- Stated problem A
Copy out everything in the records from the line containing "target | blue sky" down to the end of the records, reproducing each line unchanged.
- Stated problem B
Write the next part of the passage on conductors and their charge carriers, beginning after its last sentence.

- Provided text
********
Here, we make one point about conductors by means of an analogy. The analogy involves a lake full of fish. Let the lake represent the conductor and the fish the charge carriers. The fish are free to move around anywhere within the lake, but, and this is the point, they can’t, under ordinary circumstances, escape the lake. They can go to every boundary of the body of water, you might even see some on the surface, but, they cannot leave the water. This is similar to the charge carriers in a conductor surrounded by vacuum or an insulating medium such as air. The charges can go everywhere in and on the conductor, but, they cannot leave the conductor.
The facts we have presented on the nature of charge, electric fields, and conductors allow one to draw some definite conclusions about the electric field and unbalanced charge within the material of, and at or on the surface of, an ideal conductor. Please try to reason out the answers to the following questions:
- Suppose you put a neutral ideal conducting solid sphere in a region of space in which there is, initially, a uniform electric field. Describe (as specifically as possible) the electric field inside the conductor and the electric field at the surface of the conductor. Describe the distribution of charge in and on the conductor.
- Repeat question 1 for the case of a non-uniform field.
- Suppose you put some charge on an initially-neutral, solid, perfectly-conducting sphere (where the sphere is not in a pre-existing electric field). Describe the electric field inside the conductor, at the surface of the conductor, and outside the conductor as a result of the unbalanced charge. Describe the distribution of the charge in and on the conductor.
- Repeat questions 1-3 for the case of a hollow perfectly-conducting spherical shell (with the interior being vacuum).
- How would your answers to questions 1-4 change if the conductor had some shape other than spherical?
Here we provide the answers (preceded in each case, with the corresponding question).
********
- Information given
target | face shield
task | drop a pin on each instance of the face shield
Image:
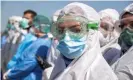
(24, 23)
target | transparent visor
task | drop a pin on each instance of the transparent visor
(24, 23)
(75, 27)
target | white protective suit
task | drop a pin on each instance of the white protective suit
(13, 40)
(112, 50)
(124, 66)
(109, 16)
(110, 47)
(91, 64)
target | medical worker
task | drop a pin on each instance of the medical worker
(29, 38)
(108, 18)
(27, 67)
(110, 34)
(123, 67)
(25, 24)
(78, 53)
(29, 14)
(125, 39)
(14, 38)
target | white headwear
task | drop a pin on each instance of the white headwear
(55, 15)
(15, 20)
(80, 9)
(129, 9)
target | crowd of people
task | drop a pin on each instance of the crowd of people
(78, 44)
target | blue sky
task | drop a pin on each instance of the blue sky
(47, 8)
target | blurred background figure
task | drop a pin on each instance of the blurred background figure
(79, 45)
(108, 18)
(13, 39)
(123, 67)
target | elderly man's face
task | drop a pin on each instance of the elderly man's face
(127, 21)
(29, 17)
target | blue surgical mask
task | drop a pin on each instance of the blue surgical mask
(70, 48)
********
- Exercise result A
target | blue sky
task | drop a pin on each instance of the blue sky
(47, 8)
target | blurred background figure
task | drop a pin on each instance of the blurred background figure
(79, 45)
(108, 18)
(13, 39)
(123, 67)
target | elderly man's face
task | drop a pin on each instance of the elderly man's face
(127, 21)
(29, 17)
target | blue surgical mask
task | drop a pin on each instance of the blue surgical mask
(70, 48)

- Exercise result B
1) Suppose you put a neutral ideal conducting solid sphere in a region of space in which there is, initially, a uniform electric field. Describe (as specifically as possible) the electric field inside the conductor and the electric field at the surface of the conductor. Describe the distribution of charge in and on the conductor.
Answer: We start with a uniform electric field.
We put a solid, ideal conductor in it. The electric field permeates everything, including the conductor.
The charged particles in the conductor respond to the force exerted on them by the electric field. (The force causes acceleration, the acceleration of particles that are initially at rest causes them to acquire some velocity. In short, they move.) All this occurs in less than a microsecond. The net effect is a redistribution of the charged particles.
Now, get this! The charged particles create their own electric field.
The total electric field at any point in the conductor is the vector sum of the original electric field and the electric field due to the redistributed charged particles. Since they are oppositely directed, the two contributions to the electric field inside the conductor tend to cancel each other. Now comes the profound part of the argument: the two contributions to the electric field at any point in the conductor exactly cancel. We know they have to completely cancel because, if they didn’t, the free-to-move-charge in the conductor would move as a result of the force exerted on it by the electric field. And the force on the charge is always in a direction that causes the charge to be redistributed to positions in which it will create its own electric field that tends to cancel the electric field that caused the charge to move. The point is that the charge will not stop responding to the electric field until the net electric field at every point in the conductor is zero.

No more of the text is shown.